_Information given_:
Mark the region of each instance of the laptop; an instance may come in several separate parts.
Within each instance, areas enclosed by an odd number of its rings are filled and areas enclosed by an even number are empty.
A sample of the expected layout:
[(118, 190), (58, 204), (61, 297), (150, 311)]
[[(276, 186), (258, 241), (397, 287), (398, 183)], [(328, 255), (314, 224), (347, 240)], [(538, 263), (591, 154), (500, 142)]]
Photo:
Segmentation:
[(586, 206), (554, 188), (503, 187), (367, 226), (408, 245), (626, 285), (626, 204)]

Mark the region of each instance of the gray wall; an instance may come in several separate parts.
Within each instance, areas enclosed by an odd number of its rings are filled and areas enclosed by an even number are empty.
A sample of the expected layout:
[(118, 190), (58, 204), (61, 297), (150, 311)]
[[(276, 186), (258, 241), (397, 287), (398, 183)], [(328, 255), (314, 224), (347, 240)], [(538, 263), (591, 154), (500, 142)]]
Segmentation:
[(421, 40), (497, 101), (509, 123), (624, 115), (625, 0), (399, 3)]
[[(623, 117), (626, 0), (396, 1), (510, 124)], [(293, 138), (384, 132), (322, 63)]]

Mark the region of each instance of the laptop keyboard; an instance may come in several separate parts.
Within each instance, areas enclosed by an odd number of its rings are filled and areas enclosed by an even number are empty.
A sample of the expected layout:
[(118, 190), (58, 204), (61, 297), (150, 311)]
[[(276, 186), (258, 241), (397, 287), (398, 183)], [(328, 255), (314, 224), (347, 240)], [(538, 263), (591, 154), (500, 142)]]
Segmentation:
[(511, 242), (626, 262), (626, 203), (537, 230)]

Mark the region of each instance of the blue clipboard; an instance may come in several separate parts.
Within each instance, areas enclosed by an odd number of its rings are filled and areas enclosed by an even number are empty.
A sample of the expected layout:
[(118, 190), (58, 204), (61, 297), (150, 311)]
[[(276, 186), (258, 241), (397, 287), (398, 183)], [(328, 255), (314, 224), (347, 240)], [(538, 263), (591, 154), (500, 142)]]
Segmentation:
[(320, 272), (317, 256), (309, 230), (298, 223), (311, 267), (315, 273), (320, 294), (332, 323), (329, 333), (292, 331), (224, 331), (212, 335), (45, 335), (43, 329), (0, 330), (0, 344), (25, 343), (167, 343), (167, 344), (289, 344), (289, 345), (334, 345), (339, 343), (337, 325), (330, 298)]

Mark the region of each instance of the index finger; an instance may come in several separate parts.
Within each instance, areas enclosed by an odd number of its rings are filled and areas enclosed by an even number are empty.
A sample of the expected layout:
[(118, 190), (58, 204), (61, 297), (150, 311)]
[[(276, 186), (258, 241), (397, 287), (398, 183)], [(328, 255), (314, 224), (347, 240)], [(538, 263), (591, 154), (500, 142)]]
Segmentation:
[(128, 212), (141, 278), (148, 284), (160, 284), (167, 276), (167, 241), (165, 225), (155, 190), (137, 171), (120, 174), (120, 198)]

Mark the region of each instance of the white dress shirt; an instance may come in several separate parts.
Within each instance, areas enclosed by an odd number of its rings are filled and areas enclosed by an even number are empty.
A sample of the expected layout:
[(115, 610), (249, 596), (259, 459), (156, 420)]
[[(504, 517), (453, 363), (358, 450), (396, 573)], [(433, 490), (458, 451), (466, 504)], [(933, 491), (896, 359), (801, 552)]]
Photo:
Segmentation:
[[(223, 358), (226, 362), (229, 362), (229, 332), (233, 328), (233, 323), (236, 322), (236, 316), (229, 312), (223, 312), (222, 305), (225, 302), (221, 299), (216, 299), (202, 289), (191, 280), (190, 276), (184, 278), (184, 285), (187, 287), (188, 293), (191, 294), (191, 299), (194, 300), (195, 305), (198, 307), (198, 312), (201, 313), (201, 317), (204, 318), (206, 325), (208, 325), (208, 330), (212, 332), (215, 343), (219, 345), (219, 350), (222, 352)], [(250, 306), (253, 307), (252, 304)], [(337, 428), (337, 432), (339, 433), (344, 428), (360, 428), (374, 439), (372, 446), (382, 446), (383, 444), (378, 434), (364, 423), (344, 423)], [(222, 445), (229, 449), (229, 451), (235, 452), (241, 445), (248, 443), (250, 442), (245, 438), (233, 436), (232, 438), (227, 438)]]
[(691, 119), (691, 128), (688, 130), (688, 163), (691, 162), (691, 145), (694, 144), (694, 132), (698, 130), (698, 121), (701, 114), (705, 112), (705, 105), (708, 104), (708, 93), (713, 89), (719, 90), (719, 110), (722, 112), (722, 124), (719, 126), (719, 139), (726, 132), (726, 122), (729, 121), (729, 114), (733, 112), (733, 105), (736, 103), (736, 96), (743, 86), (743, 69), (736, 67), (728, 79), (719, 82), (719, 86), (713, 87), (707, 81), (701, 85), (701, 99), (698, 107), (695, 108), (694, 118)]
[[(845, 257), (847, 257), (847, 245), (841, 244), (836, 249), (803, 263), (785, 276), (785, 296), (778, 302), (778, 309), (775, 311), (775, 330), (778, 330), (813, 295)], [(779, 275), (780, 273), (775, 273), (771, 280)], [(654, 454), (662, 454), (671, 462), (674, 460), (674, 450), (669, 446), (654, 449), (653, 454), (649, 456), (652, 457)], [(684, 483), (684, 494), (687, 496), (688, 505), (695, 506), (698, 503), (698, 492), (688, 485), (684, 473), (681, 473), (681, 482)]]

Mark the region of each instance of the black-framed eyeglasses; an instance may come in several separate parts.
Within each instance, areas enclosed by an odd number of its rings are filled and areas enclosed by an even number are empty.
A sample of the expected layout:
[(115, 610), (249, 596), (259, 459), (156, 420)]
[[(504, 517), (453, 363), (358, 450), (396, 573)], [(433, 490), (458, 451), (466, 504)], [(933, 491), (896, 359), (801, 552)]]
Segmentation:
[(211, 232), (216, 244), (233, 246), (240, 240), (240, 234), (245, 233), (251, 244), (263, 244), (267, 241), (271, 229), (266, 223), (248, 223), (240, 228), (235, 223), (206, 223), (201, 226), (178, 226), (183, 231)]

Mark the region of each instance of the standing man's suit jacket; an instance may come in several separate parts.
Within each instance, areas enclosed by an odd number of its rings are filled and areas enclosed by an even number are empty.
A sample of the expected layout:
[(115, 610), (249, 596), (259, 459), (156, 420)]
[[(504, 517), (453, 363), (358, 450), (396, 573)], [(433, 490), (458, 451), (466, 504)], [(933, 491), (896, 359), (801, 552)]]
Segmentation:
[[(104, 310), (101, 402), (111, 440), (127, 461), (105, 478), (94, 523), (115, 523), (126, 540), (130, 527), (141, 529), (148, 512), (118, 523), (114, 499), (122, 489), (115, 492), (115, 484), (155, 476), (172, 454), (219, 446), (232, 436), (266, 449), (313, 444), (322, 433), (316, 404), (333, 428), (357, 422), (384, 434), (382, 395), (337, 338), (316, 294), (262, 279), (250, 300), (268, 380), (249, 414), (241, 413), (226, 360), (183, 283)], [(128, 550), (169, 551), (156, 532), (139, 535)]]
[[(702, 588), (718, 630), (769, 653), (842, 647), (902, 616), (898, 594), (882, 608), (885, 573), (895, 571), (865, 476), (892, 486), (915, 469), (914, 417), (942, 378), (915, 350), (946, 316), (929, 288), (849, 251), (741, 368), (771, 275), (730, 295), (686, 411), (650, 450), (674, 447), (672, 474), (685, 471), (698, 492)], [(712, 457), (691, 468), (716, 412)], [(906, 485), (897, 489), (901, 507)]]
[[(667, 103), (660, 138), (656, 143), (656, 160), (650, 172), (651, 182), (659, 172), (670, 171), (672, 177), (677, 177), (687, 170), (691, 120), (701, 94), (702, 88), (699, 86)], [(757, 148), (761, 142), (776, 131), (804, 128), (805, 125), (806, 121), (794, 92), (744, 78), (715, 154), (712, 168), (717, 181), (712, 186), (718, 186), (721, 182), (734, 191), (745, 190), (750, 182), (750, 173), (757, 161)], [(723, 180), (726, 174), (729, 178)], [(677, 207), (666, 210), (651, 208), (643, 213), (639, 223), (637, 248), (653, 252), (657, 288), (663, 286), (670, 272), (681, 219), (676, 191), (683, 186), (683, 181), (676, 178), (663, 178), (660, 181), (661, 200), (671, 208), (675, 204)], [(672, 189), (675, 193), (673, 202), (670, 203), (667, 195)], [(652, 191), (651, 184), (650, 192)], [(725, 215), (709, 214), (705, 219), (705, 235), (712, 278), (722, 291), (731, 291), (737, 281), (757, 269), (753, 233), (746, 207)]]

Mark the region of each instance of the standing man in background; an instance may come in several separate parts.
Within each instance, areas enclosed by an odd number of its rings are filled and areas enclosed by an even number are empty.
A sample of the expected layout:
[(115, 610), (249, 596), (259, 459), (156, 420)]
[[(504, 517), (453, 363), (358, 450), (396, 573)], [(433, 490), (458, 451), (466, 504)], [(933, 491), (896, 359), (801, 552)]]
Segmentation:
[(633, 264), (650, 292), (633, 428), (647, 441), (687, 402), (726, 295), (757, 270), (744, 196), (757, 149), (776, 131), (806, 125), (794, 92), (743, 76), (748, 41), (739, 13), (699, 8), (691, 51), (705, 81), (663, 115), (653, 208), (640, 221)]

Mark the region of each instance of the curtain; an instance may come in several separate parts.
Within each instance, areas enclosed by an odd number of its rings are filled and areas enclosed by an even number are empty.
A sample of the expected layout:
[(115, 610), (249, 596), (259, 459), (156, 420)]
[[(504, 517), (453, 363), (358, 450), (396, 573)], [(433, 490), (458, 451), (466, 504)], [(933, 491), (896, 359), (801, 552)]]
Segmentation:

_Directions_: Isolate each line of the listing above that includes "come". Copy it.

_Solved exercise_:
Mark the region of each instance of the laptop; an instance may come in several separate parts.
Mark the region of each instance of the gray wall; an instance may come in several separate parts.
Mark the region of each instance of the laptop keyboard; an instance may come in several separate parts.
Mark the region of each instance of the blue clipboard; an instance may come in several separate parts.
Mark the region of each instance of the index finger; an instance may come in several separate parts.
Mark the region of each instance of the white dress shirt; an instance may come in several separate parts.
Mark the region of each instance of the black-framed eyeglasses; an instance may come in several separate parts.
Mark the region of each instance of the standing man's suit jacket; an instance may come in several separate parts.
Mark the region of each instance of the standing man in background; an instance may come in several separate parts.
Mark the region of each instance of the curtain; an instance may come in several separate parts.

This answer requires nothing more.